■ **The data**

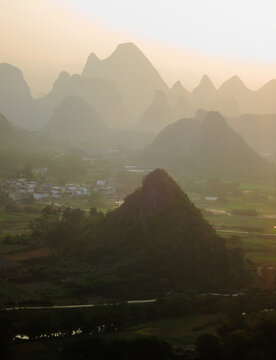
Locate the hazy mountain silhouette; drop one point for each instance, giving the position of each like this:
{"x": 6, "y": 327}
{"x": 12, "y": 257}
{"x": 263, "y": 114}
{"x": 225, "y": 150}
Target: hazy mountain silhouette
{"x": 158, "y": 240}
{"x": 160, "y": 113}
{"x": 7, "y": 132}
{"x": 74, "y": 118}
{"x": 132, "y": 73}
{"x": 259, "y": 131}
{"x": 16, "y": 102}
{"x": 101, "y": 94}
{"x": 209, "y": 147}
{"x": 157, "y": 116}
{"x": 204, "y": 92}
{"x": 178, "y": 91}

■ **Task description**
Leave out the pictures and reproduce the rest of the listing exactly.

■ **Expected output**
Locate the hazy mountain silhouette; drop one point for each instance, giving the position of each like this:
{"x": 6, "y": 327}
{"x": 12, "y": 257}
{"x": 263, "y": 114}
{"x": 225, "y": 150}
Target: hazy mountain silhouette
{"x": 158, "y": 240}
{"x": 160, "y": 113}
{"x": 7, "y": 132}
{"x": 74, "y": 118}
{"x": 132, "y": 73}
{"x": 259, "y": 131}
{"x": 16, "y": 102}
{"x": 101, "y": 94}
{"x": 209, "y": 147}
{"x": 157, "y": 116}
{"x": 204, "y": 92}
{"x": 178, "y": 91}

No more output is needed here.